Reading passage —
The Saga Re-Read: Saga #31 and the DRAMATIC time jump

Saga #31 was first released on 11/25/2015.

By Zack Quaintance — Well folks, here we are on the back half of the Saga Re-Read Project, examining an issue that features the series’ second (and so far most recent) DRAMATIC time jump. I’m going to take this as a brief and rare occasion to discuss the current ongoing Saga hiatus. After Saga #54 came out, the creators quickly announced that the book would be going on a one-year minimum break, maybe waiting until we all that fateful comic in our hands so as not to tip a major and devastating plot development.

That book came out on July 25 of last year, meaning we’re a scant 4 and half months plus change from the minimum amount of time before it resumes. Rumors have flown suggesting there would be a time jump (I tend to agree), and that the break might be much longer (I’m not sure and am maybe preparing for that so as to not be disappointed. Anyway, it all makes me think about what we’ve gotten from the book so far, which is in my opinion 54 of the best and most coherent issues of any one comic, ever. It’s a wonderful thing, so let’s enjoy the remaining 20 so weeks of re-reading and savoring and discussing this series!

Raw data —
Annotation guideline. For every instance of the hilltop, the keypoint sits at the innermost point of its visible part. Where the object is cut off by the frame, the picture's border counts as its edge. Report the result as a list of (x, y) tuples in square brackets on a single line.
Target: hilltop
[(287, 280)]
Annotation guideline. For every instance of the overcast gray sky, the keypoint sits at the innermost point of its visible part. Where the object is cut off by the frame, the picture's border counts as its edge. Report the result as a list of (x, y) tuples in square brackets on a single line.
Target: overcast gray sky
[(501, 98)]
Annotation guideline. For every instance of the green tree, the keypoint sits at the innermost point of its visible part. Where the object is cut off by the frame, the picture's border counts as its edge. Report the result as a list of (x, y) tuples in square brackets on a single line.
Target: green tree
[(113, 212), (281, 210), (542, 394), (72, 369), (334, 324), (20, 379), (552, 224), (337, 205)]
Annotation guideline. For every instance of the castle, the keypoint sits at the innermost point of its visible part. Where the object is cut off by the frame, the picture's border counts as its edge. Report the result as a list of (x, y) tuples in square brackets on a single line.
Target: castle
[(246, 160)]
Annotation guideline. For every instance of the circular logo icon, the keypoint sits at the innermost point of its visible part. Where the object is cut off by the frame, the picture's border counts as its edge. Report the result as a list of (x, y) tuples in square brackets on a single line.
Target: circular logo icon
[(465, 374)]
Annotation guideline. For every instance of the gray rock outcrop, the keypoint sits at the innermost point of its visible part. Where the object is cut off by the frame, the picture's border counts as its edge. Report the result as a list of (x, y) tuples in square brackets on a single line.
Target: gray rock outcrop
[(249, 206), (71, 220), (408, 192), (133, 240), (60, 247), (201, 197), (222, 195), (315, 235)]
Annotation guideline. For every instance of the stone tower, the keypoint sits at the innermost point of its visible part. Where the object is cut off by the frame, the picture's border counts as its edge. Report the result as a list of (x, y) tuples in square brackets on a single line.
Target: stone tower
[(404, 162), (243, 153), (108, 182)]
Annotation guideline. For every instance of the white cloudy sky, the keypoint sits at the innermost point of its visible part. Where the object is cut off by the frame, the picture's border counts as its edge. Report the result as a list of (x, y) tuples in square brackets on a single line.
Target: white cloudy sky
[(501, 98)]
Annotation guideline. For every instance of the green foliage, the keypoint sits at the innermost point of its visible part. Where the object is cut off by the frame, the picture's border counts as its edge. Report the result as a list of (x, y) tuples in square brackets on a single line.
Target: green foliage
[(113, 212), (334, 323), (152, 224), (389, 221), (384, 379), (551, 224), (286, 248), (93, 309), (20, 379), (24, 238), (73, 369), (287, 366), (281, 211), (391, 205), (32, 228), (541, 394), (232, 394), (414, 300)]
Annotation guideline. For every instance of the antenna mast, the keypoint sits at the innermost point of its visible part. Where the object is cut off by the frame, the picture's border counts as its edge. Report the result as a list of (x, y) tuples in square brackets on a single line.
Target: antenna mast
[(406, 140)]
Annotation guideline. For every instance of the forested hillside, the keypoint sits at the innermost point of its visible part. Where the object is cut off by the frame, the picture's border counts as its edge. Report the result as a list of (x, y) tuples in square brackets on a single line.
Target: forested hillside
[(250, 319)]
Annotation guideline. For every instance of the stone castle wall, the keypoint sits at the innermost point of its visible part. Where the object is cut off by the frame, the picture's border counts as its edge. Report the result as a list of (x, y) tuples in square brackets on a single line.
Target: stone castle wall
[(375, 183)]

Tasks and exercises —
#1 Please say whether each statement agrees with the Saga re-read post, answering yes or no and quoting the deciding words: (a) Saga #31 first came out in 2015. (b) The creators announced a break of at most one year. (c) The writer disagrees with the rumors of a time jump.
#2 Add 62 to every coordinate in the answers of the rows, and write out the lines again from the line holding "Annotation guideline. For every instance of the forested" through the last line of the rows, inclusive, requests included.

Answers to the tasks —
#1
(a) Yes: "Saga #31 was first released on 11/25/2015."
(b) No: "the book would be going on a one-year minimum break"
(c) No: "Rumors have flown suggesting there would be a time jump (I tend to agree)"

#2
Annotation guideline. For every instance of the forested hillside, the keypoint sits at the innermost point of its visible part. Where the object is cut off by the frame, the picture's border counts as its edge. Report the result as a list of (x, y) tuples in square brackets on a single line.
Target: forested hillside
[(312, 381)]
Annotation guideline. For every instance of the stone castle wall, the keypoint sits at the innermost point of its visible part. Where the object is cut off by the frame, the picture's border counts as its edge. Report the result as a list of (x, y) tuples in square brackets on a single line.
Target: stone castle wall
[(437, 245)]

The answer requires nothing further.